• [What you have to do] Reproduce every one of the following records word for word, leaving out the pictures.

──────── Task inputs

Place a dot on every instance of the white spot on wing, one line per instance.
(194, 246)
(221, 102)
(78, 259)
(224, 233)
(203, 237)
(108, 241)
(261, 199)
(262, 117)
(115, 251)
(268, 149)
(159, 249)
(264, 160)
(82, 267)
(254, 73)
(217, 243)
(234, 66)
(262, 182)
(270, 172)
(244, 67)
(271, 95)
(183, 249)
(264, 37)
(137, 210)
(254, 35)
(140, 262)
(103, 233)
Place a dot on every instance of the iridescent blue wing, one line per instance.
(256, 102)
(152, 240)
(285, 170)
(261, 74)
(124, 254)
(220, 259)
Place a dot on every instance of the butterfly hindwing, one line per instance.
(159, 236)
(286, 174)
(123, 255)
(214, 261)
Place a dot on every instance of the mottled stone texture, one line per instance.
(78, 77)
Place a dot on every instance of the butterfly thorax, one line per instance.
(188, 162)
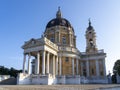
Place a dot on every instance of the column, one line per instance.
(29, 63)
(97, 68)
(43, 62)
(73, 66)
(104, 67)
(53, 64)
(48, 56)
(87, 67)
(82, 68)
(57, 65)
(24, 60)
(38, 63)
(60, 63)
(77, 66)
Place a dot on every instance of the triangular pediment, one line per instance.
(32, 43)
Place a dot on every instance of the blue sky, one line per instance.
(21, 20)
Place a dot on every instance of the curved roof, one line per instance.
(58, 21)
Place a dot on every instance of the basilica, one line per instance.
(54, 58)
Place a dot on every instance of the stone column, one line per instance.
(57, 65)
(53, 64)
(97, 68)
(77, 66)
(73, 66)
(60, 67)
(70, 39)
(29, 63)
(38, 63)
(59, 36)
(104, 67)
(48, 57)
(82, 68)
(43, 62)
(24, 62)
(87, 67)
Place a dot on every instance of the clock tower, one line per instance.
(90, 39)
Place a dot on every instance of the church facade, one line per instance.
(55, 59)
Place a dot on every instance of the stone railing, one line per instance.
(69, 49)
(98, 52)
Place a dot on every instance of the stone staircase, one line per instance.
(9, 81)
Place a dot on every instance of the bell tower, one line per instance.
(90, 39)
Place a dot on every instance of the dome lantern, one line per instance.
(58, 14)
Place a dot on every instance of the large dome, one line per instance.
(58, 21)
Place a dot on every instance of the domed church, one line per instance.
(55, 59)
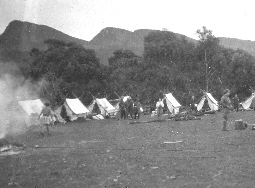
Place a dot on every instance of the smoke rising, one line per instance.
(14, 87)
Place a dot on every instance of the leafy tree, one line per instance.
(66, 68)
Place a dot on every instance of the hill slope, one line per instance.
(20, 37)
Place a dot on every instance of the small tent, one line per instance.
(74, 109)
(172, 104)
(102, 106)
(213, 104)
(249, 102)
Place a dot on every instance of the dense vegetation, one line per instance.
(169, 63)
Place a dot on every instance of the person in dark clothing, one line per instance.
(226, 104)
(122, 109)
(46, 117)
(137, 109)
(236, 103)
(192, 104)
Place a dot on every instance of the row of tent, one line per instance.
(75, 108)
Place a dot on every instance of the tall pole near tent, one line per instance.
(206, 73)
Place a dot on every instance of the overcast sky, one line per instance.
(85, 18)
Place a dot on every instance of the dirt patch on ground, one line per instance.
(111, 153)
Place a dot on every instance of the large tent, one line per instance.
(172, 104)
(102, 106)
(213, 104)
(74, 109)
(249, 102)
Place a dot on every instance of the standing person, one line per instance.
(137, 108)
(192, 104)
(159, 106)
(122, 109)
(46, 118)
(236, 103)
(226, 104)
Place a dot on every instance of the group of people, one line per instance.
(129, 107)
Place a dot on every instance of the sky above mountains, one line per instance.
(85, 18)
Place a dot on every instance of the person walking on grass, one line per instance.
(159, 107)
(46, 117)
(236, 103)
(226, 104)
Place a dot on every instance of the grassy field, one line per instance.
(111, 153)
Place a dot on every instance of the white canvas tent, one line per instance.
(32, 106)
(213, 104)
(101, 106)
(32, 109)
(248, 102)
(74, 109)
(172, 104)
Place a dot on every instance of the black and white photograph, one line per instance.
(127, 94)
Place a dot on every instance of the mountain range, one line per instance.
(20, 37)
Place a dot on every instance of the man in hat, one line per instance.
(47, 117)
(226, 104)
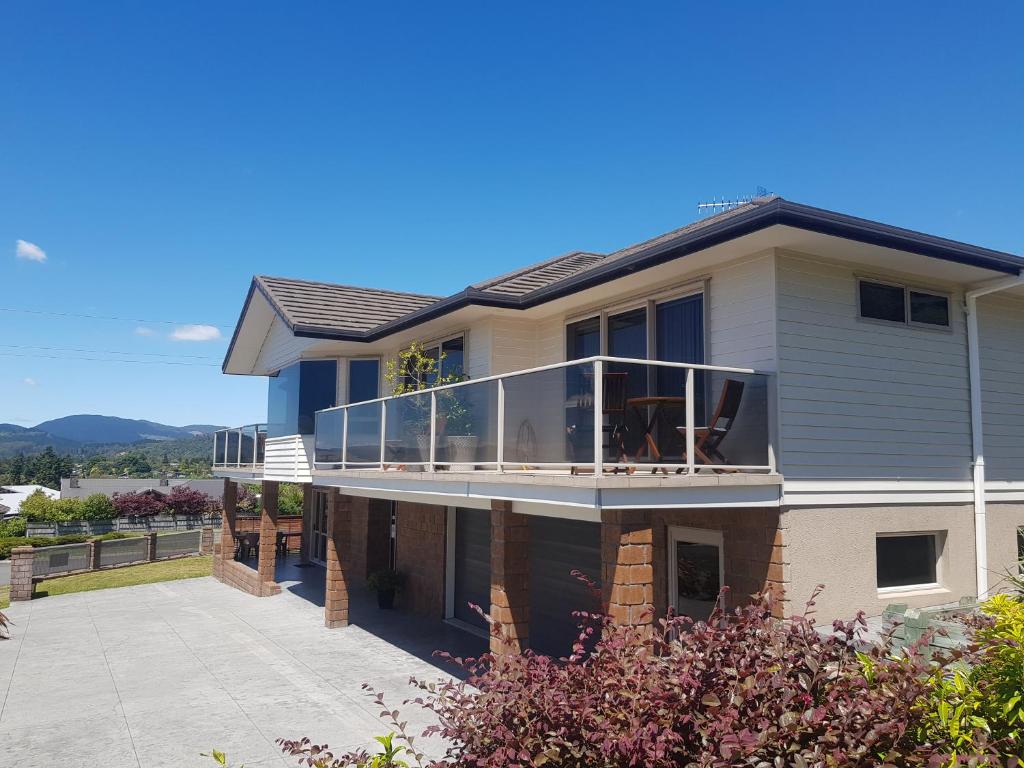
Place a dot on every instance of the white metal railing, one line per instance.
(240, 446)
(645, 414)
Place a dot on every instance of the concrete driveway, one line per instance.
(154, 675)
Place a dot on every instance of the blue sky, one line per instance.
(160, 155)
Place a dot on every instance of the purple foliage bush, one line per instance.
(142, 504)
(741, 689)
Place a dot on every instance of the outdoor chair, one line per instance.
(708, 439)
(613, 408)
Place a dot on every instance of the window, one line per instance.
(905, 560)
(296, 393)
(895, 303)
(364, 380)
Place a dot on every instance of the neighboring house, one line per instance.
(12, 496)
(79, 487)
(876, 377)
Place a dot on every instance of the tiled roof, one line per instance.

────────────────

• [Task output]
Place a dot on every instance of the white spot on wing, one line per instance.
(194, 246)
(221, 102)
(78, 259)
(224, 233)
(203, 237)
(108, 241)
(261, 199)
(262, 117)
(115, 251)
(268, 149)
(159, 249)
(264, 160)
(82, 267)
(254, 73)
(217, 243)
(234, 66)
(262, 182)
(270, 172)
(244, 67)
(271, 95)
(183, 249)
(264, 37)
(137, 210)
(254, 35)
(140, 262)
(103, 233)
Place a dot on every instance of the iridescent blue wing, one line per instance.
(256, 102)
(152, 240)
(285, 170)
(261, 74)
(124, 254)
(220, 259)
Place a dot on every instance of the butterfly hindwing, one line per instance.
(159, 236)
(286, 174)
(123, 255)
(214, 261)
Place a dot on every instance of the mottled stone texture, one line per instance.
(78, 77)
Place a dot on every instance of the butterfly thorax, one line per instance.
(188, 162)
Place a dot on every instance of the column, one line per instance.
(29, 63)
(97, 68)
(43, 62)
(73, 66)
(104, 67)
(53, 64)
(48, 56)
(87, 67)
(82, 68)
(57, 65)
(24, 60)
(38, 63)
(60, 63)
(77, 66)
Place a dot on every instance of the triangular pediment, one line per instance.
(32, 43)
Place a dot on every instance of the blue sky, one line per instance.
(21, 20)
Place a dot on every instance of the curved roof, one line per instance.
(58, 21)
Place a dot on every instance of the basilica, one line per instance.
(54, 58)
Place a dot on every instance of the stone column, one line per instance.
(57, 65)
(53, 64)
(97, 68)
(77, 66)
(73, 66)
(60, 67)
(70, 39)
(29, 63)
(38, 63)
(59, 36)
(104, 67)
(48, 57)
(82, 68)
(43, 62)
(24, 62)
(87, 67)
Place a dot on every instance of the clock tower, one line per instance.
(90, 39)
Place a dot on every instance of the church facade, one line per instance.
(55, 59)
Place a dot on every instance of the stone railing, one line per instance.
(69, 49)
(98, 52)
Place a dot on every instance of the stone staircase, one line per instance.
(9, 81)
Place a dot on every instance of the bell tower, one line per instance.
(90, 39)
Place a dot on every instance of the dome lantern, one line per instance.
(58, 14)
Place a dot on every instance of the large dome, one line per instance.
(58, 21)
Place a dot on every instance of the domed church, one line per instance.
(55, 59)
Place a dot on every instance of the smoke rising, one line per instance.
(14, 87)
Place a dot on every instance of the leafy tree, one line per instance.
(66, 68)
Place a dot on every instance of the hill slope, one line per instance.
(20, 37)
Place a dot on every instance of the small tent, one line per instance.
(74, 109)
(172, 104)
(102, 106)
(213, 104)
(249, 102)
Place a dot on every instance of the dense vegetation, one line per instance.
(169, 63)
Place a dot on every instance of the person in dark clothing, one line per instance.
(226, 104)
(122, 109)
(46, 117)
(137, 109)
(236, 103)
(192, 104)
Place a dot on every instance of the row of tent, one line per instance.
(75, 108)
Place a dot on every instance of the tall pole near tent, one line per instance.
(206, 73)
Place a dot on every instance of the overcast sky, one line per instance.
(85, 18)
Place a dot on every instance of the dirt patch on ground, one line per instance.
(111, 153)
Place a dot on every instance of the large tent, one line per instance.
(172, 104)
(102, 106)
(213, 104)
(74, 109)
(249, 102)
Place a dot on every instance of the standing person, one line per instance.
(137, 108)
(192, 104)
(159, 106)
(122, 109)
(46, 118)
(236, 103)
(226, 104)
Place a dot on every instance of the group of people, one line per instance.
(129, 107)
Place a dot on every instance of the sky above mountains, one line per instance.
(85, 18)
Place a dot on every instance of the person walking on grass, one line per instance.
(159, 107)
(46, 117)
(236, 103)
(226, 104)
Place a dot on every instance of the grassy field, one line per instance.
(111, 153)
Place a dot on every instance of the white canvas tent, one line per instance.
(32, 106)
(213, 104)
(101, 106)
(32, 109)
(248, 102)
(74, 109)
(172, 104)
Place a dot on every instance of the black and white photograph, one line per instance.
(127, 94)
Place a dot on every instance of the mountain range, one line per instance.
(20, 37)
Place a dot on every instance of the man in hat, one line per instance.
(47, 117)
(226, 104)
Place a dot on every instance of the white metal railing, one line per instance.
(240, 446)
(645, 414)
Place a dot on every instance of the concrete driveway, one line per instance.
(154, 675)
Place a dot on every instance of the blue sky, one line per instance.
(160, 155)
Place a dot on every instance of the purple foliage bush, one line per instance.
(142, 504)
(741, 689)
Place a dot on every instance of the outdoor chair, one line per instance.
(708, 439)
(613, 408)
Place a dot on every instance of the window, one line per instance.
(905, 560)
(296, 393)
(895, 303)
(364, 380)
Place a dot on every instance of the neighboring house, one line per instance.
(12, 496)
(79, 487)
(876, 377)
Place a dot on every instance of the tiled roof, one line per instance.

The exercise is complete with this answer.